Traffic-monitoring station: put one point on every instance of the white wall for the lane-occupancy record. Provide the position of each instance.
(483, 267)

...

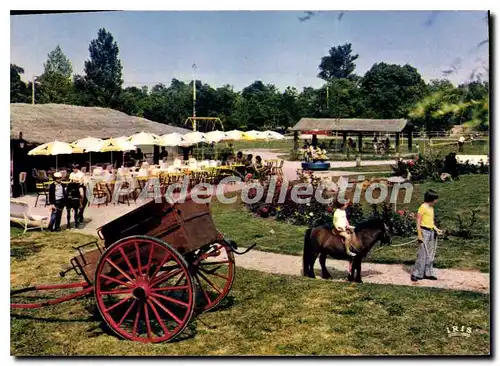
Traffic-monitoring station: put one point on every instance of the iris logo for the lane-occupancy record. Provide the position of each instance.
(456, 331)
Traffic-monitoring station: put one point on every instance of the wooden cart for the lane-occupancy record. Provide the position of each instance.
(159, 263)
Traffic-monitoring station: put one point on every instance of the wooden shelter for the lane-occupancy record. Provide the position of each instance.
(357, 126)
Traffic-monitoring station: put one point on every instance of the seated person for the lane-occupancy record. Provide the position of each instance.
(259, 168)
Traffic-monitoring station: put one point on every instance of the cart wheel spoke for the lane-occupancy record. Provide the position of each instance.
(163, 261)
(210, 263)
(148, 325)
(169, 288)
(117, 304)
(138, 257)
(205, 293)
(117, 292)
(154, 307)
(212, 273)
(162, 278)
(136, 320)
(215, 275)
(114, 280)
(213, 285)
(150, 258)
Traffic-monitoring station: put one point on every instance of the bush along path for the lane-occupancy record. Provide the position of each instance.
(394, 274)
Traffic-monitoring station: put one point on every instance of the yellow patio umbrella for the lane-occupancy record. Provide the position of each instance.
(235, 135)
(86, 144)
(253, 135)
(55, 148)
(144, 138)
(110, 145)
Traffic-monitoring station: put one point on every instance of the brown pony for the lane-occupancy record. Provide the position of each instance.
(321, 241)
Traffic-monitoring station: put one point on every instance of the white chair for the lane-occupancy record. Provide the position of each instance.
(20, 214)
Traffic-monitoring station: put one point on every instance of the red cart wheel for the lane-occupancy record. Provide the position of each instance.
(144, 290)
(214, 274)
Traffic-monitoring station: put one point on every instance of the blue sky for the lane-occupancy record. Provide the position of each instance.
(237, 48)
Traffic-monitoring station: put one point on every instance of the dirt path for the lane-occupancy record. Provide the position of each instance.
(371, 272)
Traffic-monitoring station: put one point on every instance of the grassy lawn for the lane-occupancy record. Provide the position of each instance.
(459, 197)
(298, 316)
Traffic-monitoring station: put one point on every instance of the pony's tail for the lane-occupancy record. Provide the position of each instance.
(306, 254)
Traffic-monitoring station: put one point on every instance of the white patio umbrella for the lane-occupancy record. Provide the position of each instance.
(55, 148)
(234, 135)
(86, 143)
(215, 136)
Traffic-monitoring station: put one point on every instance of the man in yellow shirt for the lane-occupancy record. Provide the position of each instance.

- REQUIREMENT -
Go back to the listing above. Copy word for word the lines from the one with "of the blue" through the one with "man in yellow", and nothing more.

- TASK ANSWER -
Traffic-monitoring station: put one point on every instance of the blue sky for the lane-occupancy record. Provide the position of each instance.
(237, 48)
Traffic-monitoring station: put one point on every instance of the dirt path for the lane-occupancy record. Provide the position of each instance.
(371, 272)
Traffic-monitoring station: put one point on every instance of the grassy lawn for the lane-occupancy record. Provide the position of each instance.
(459, 197)
(298, 316)
Traffic-monitoring station: put one point on every instance of the pony's tail for the lane-occupancy record. Provide the position of each instance.
(306, 254)
Traffic-monitoring station: put one point on every instance of the white patio umbrella for the lane-occupancy record. Provide the position of each instance.
(55, 148)
(234, 135)
(86, 143)
(215, 136)
Traffic-monitoring station: put one point on every instance of the man in yellow shirt for the lane-occupancy record. Provide the position of each instance.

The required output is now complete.